Passage shown.
┌──

Stack Series · 1 of 9 No commands · May 2026

Why self-host?

You're already using AI tools every day. This is about where that work goes — your prompts, your data, your search history — and why more people are keeping it on hardware they own. Privacy, cost, control, and an honest read on when cloud services are still the right call.

Curtis Smith · OptiMoss.ai · part of the Stack Series

§ 0

Where does it go?

Every time you send a message to a cloud AI service, that message leaves your device. The destination is someone else's server, subject to someone else's data policy — the one that you agreed to when you signed up and probably haven't re-read since.

Cloud AI

You

on your device

prompt →

← reply

prompt ↓

↑ reply

Vendor box

model runs here, logs kept

Logged: your prompt and the reply, retained per current data policy.

Self-hosted

Your box

you and the model on one machine

Logged: nothing by default. Nothing crosses the network.

§ 1

Privacy, for real

Some conversations are awkward to have on record: medical questions, a client strategy you haven't made public, legal research. With a cloud service, those go to someone else's infrastructure under a policy that can change. Many major providers have reasonable policies today. What they'll do with that data in five years is a different question.

└──

What you need to do.
A: In the self-hosting article, what is logged by default in the self-hosted setup?
B: Carry on with the self-hosting article from the point at which it ends.
The records serve no purpose here and can be set aside.

Data shown.
┌──

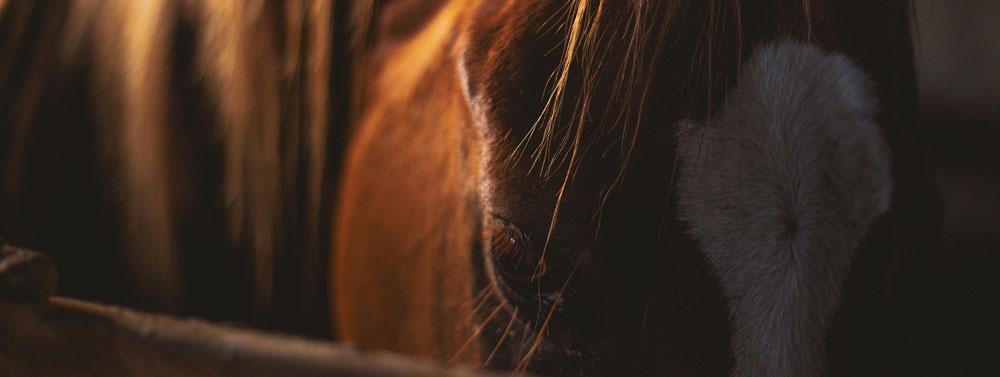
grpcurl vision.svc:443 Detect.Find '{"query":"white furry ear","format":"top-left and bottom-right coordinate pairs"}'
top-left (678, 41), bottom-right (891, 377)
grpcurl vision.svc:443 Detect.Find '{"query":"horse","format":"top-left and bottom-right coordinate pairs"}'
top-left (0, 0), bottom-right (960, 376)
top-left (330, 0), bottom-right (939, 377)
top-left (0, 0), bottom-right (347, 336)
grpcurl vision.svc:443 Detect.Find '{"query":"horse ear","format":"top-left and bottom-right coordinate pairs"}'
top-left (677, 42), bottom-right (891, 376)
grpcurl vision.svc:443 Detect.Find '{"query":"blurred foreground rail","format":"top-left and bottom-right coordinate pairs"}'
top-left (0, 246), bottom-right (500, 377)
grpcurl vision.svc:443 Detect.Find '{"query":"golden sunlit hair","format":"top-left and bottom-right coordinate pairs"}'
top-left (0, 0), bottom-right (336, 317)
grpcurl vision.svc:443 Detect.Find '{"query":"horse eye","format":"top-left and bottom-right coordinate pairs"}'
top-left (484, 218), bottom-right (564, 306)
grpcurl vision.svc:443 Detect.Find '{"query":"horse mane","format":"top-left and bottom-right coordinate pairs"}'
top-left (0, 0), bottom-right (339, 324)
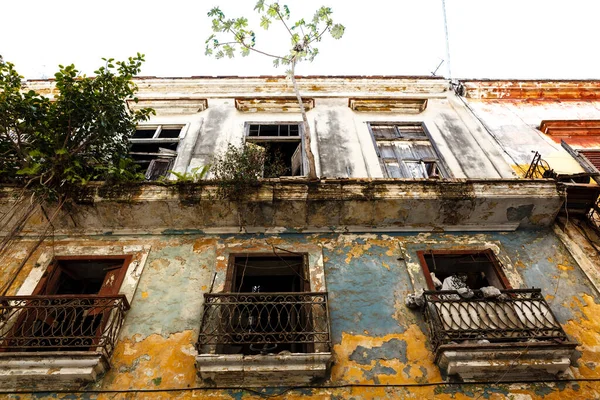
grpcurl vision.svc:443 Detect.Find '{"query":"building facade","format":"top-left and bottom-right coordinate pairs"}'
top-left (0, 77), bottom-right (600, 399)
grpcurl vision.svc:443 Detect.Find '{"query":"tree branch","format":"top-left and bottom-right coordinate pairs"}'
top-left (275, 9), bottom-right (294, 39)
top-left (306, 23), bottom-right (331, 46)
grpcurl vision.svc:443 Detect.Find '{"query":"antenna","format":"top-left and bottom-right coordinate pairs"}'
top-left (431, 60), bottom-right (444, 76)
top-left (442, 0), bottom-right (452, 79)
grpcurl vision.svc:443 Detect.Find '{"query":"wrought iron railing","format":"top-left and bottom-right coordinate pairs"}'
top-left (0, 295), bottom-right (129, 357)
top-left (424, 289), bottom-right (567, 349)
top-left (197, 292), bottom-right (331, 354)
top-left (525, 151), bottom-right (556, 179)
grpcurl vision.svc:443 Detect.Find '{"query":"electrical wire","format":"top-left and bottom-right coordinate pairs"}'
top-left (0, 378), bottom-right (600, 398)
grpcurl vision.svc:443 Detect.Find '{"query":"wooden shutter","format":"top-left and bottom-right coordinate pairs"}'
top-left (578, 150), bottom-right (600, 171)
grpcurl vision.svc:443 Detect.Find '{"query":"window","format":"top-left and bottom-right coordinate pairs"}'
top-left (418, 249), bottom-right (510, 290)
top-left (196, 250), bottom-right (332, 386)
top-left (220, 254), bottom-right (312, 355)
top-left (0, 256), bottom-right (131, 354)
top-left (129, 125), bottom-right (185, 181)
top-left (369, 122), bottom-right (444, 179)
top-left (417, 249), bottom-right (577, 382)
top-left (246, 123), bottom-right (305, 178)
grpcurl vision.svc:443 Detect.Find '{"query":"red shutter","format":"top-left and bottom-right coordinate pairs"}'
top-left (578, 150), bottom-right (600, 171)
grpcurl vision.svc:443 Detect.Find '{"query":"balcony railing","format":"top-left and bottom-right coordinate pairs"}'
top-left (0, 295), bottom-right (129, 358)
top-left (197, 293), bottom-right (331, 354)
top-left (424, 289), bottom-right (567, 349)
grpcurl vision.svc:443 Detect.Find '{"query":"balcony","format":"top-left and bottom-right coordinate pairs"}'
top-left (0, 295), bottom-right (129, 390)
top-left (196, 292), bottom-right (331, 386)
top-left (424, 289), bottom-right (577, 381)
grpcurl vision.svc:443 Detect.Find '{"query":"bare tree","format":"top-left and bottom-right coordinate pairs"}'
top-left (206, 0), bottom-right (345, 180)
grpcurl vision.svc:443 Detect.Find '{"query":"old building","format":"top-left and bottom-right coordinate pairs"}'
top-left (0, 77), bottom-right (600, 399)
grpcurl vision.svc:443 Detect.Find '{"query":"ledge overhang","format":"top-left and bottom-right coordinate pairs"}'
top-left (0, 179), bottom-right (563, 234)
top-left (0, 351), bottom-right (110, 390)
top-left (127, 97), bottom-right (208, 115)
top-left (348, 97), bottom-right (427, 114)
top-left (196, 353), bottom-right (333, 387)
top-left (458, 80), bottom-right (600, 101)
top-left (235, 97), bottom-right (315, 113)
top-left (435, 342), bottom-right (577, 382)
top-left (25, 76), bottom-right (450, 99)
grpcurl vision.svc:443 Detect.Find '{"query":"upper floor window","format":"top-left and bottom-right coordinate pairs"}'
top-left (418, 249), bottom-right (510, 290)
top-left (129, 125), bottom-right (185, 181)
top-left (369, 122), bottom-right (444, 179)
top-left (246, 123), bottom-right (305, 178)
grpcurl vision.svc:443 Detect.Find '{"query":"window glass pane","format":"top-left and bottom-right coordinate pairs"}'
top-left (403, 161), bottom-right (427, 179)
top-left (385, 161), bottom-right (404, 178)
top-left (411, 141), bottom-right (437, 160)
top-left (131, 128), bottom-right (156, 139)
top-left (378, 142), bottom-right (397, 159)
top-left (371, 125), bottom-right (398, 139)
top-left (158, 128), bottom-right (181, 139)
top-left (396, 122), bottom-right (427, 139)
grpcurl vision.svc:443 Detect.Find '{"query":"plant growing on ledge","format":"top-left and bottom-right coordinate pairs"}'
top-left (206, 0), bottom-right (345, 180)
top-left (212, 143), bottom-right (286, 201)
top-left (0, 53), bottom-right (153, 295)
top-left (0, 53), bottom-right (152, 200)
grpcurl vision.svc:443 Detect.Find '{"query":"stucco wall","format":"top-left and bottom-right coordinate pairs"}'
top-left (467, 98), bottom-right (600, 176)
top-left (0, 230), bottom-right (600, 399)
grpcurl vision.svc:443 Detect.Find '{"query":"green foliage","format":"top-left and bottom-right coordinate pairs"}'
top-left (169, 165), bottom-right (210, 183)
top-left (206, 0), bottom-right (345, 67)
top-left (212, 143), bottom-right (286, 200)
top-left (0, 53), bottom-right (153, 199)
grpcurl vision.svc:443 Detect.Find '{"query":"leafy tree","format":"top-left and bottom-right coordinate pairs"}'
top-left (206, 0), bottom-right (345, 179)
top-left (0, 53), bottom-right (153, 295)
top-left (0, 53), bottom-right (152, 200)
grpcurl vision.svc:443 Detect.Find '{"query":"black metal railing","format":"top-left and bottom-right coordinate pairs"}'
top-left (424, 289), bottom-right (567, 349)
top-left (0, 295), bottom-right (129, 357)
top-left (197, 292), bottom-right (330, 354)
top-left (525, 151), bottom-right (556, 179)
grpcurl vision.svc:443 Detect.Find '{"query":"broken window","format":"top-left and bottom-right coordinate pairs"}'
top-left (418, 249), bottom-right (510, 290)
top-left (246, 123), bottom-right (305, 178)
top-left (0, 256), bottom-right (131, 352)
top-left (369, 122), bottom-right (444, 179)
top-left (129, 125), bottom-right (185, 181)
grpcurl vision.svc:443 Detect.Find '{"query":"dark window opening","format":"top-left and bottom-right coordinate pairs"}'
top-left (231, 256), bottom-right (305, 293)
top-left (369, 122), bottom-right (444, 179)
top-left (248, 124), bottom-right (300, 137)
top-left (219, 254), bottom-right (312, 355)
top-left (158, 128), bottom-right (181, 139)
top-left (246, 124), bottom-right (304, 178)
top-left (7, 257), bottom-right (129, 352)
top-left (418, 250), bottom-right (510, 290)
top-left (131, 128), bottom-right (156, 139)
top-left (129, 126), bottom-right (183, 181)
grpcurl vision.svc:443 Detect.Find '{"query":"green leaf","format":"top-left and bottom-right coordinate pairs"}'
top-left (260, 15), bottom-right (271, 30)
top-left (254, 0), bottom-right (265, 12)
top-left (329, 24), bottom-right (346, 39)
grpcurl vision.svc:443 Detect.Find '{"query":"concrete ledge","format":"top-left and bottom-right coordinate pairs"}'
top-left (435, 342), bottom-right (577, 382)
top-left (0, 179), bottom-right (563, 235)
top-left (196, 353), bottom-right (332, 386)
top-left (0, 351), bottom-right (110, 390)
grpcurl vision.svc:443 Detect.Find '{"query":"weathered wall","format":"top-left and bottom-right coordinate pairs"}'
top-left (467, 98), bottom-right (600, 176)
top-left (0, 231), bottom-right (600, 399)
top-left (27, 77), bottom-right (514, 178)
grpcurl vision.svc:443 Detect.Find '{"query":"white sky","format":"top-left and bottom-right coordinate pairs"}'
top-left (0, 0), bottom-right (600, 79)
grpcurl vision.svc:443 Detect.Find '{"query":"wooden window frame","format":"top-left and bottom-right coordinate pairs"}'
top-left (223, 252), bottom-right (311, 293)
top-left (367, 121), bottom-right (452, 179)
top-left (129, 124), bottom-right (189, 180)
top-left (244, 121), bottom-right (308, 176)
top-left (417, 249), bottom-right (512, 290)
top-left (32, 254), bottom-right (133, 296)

└──

Per-task answers.
A: Nothing is logged by default.

B:
With a cloud service, you're trusting their current data policy and every revision that follows. A local model has no policy to revise — the conversation ends when you close the window.

What do cloud providers actually do with your data?

Policies vary by provider and tier. The broad pattern: free tiers often permit data use for model improvement; paid API tiers generally don't train on your inputs but do retain logs for safety review and abuse prevention. Enterprise agreements typically offer stronger protections and shorter retention windows. Default retention periods are often 30–90 days. Human review of flagged content is standard practice across all major providers.

None of it is hidden — it's in the terms — but terms change. What's true today isn't guaranteed to survive an acquisition, a jurisdiction-specific legal order, or a policy update three years from now that you won't notice because you agreed to the original one in 2024.

Framing this for your organization

In a business context, privacy is a compliance question. The relevant artifacts are data processing agreements, jurisdiction documentation, and a clean audit trail.

GDPR treats sending employee or customer data to a US-based AI service as a cross-border transfer that may require specific safeguards.
HIPAA-regulated data cannot go to a general-purpose cloud AI service without a signed BAA. Most don't offer one.
A self-hosted model removes one more data processing relationship that would otherwise need vendor vetting and periodic review.

Self-hosting doesn't eliminate compliance work — access controls, log handling, and incident response are still up to you. It keeps the surface area inside infrastructure you already manage.

§ 2

The cost math

Cloud AI feels cheap, until it doesn't. If you're using a chat interface occasionally, the cost is negligible. Once you start integrating it into workflows — pipelines, automations, anything that runs queries programmatically — the numbers can add up rapidly. Future content will explore the relevant math in more detail.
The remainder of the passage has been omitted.